Kayyum atamalarına tepki gösteren HDP İzmir Milletvekili Serpil Kemalbay, Kürt düşmanlığına tekabül eden bu politikaları kabul etmeyeceklerini belirterek, “Hem halk iradesini hem de halk sağlını savunmaya ihtiyaç var” dedi
23 Mart tarihinde Batman, Diyarbakır’ın Silvan, Lice, Eğil ve Ergani, Bitlis’in Güroymak ilçeleri, Iğdır’ın Halfeli ve Siirt’in Gökçebağ belde belediyelerine kayyum atandı. Halkların Demokratik Partisi (HDP) İzmir Milletvekili Serpil Kemalbay, İçişleri Bakanlığı’nın koronavirüs (kovid-19) salgına karşı halkın bilinçlendirilmesi, hijyen açısında destek sağlaması, kent ve ilçelerde halkın sağlığı için önlem almasını engellemek için HDP’li belediyelere kayyum atadığını söyledi.
‘Kürt düşmanlığı’
HDP’li belediyelerinin topyekun virüse karşı mücadeleyi sürdürdüklerini ifade eden Kemalbay, “Belediyelerimizin daha birkaç gün önce halkın sağlığını korumak için yapılan çalışmalarını halka tanıtırken ve her türlü sağlık ihtiyaçlarının belediyelerin sağlık merkezleri tarafından hizmet vereceğini anlatırken belediyelerimize kayyım atandı. Böyle bir dönemde halka hizmet sunan belediyelerin bu hizmetlerin önünü kesmek, belediyeleri kriminalize etmek ancak ve ancak Kürt düşmanı politikalara sahip bir iktidara tarafından yürütülebilir” diye ifade etti.
‘Sesimizi yükseltmeliyiz’
İktidarın uzun bir süredir HDP’yi tasfiye ederek halkın barış ve demokrasi taleplerini kriminalize etmek istediğini kaydeden Kemalbay, “Kayyım atamalarını koronavirüs salgını döneminde devam ettirmesi insanı hayretler içerisinde bırakıyor” dedi. Kemalbay, kayyum atamalarının altında yatan en önemli nedenlerden birinin de HDP’nin toplumcu belediyecilik anlayışında yarattığı fark olduğunu ifade etti. Kürt düşmanlığına tekabül eden bu politikaları kabul etmeyeceklerini belirten Kemalbay, “Kayyıma karşı herkesin sesini yükseltmesini gerekiyor. Koronavirüsüne karşı çalışan yerel yönetimler, eşbaşkanları rehin alınarak, kayyım darbesiyle de el konulmaya çalışılıyor. Buna karşı hem halk iradesini hem de halk sağlını savunmaya ihtiyaç var” dedi.

Gösterilen Kayıtlar »
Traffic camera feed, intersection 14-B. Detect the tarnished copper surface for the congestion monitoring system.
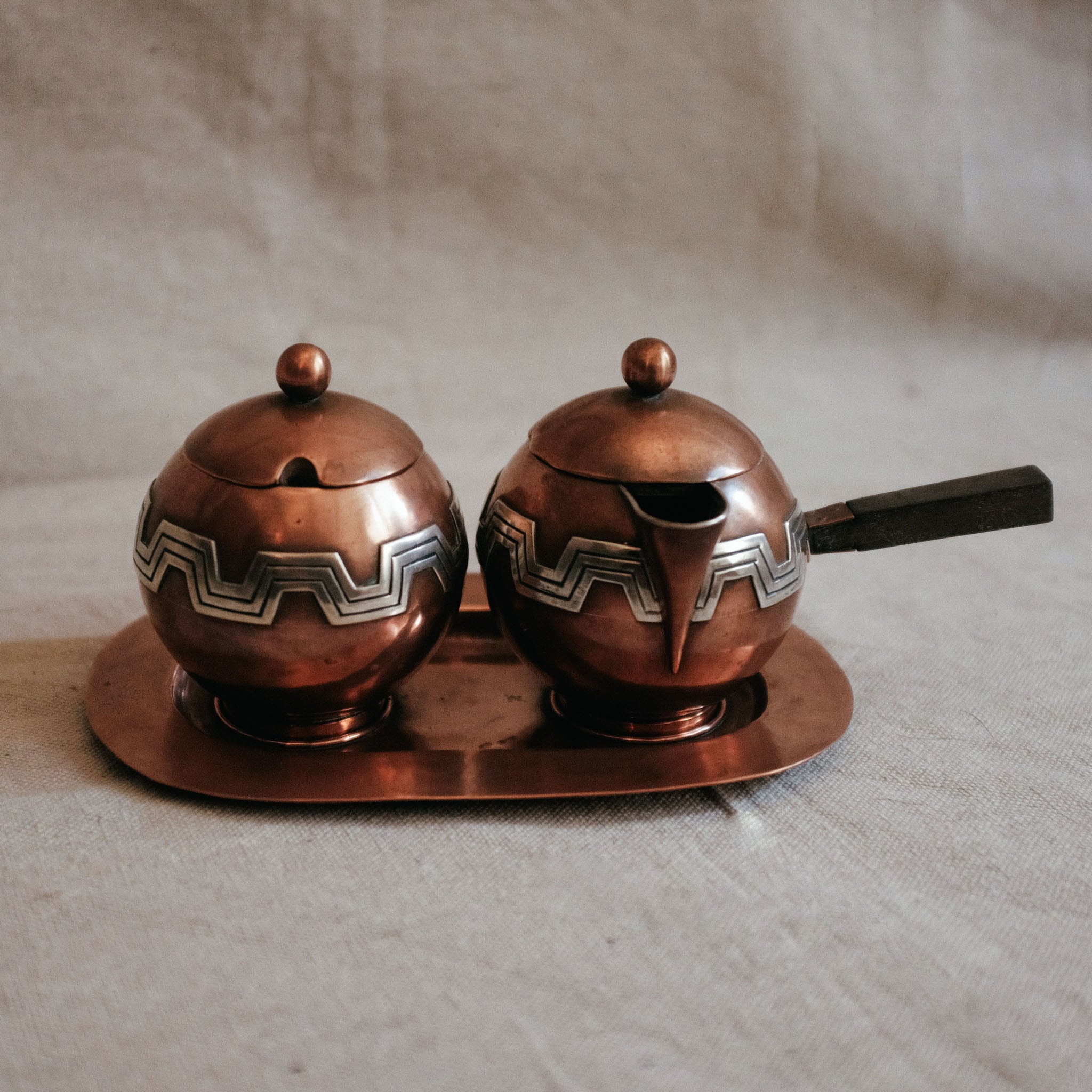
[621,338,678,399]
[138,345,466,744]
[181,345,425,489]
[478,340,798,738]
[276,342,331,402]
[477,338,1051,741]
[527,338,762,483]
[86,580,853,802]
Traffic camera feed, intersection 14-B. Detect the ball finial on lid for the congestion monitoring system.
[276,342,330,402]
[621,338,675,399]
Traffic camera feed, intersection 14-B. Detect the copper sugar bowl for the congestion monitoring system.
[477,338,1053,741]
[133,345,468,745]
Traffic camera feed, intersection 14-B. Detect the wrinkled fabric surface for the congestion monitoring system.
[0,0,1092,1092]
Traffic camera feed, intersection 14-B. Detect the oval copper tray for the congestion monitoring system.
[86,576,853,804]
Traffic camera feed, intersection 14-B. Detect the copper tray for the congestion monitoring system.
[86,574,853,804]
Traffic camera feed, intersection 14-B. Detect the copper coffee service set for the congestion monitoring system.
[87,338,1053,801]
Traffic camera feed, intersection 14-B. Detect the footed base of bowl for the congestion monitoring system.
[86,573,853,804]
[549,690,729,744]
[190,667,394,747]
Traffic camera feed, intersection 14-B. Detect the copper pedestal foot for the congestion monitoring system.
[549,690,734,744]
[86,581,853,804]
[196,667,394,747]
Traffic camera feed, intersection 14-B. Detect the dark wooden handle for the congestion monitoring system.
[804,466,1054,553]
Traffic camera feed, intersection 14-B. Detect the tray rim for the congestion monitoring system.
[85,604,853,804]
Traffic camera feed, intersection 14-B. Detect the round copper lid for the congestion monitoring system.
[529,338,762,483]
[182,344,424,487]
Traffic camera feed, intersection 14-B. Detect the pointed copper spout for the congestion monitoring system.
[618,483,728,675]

Görev »
HDP'li belediyelere kayyum atanmasını konu alan metni lütfen son cümlesinden sonra sürdürün.

Yanıt »
Seçmen iradesine saygısızlık
Yapılan bu kayyum atamalarına ilişkin AKP’nin kurucu isimlerinden biri olup, Muş Alparslan Üniversitesi’nden ihraç edilen Prof. Fatma Bostan Ünsal ise, Kayyumların her şeyden önce seçmen iradesine yönelik büyük bir saygısızlık olduğunu söyleyen Ünsal, Türkiye’de son yıllarda rasyonel hiçbir şeyin yapılmadığını belirtti.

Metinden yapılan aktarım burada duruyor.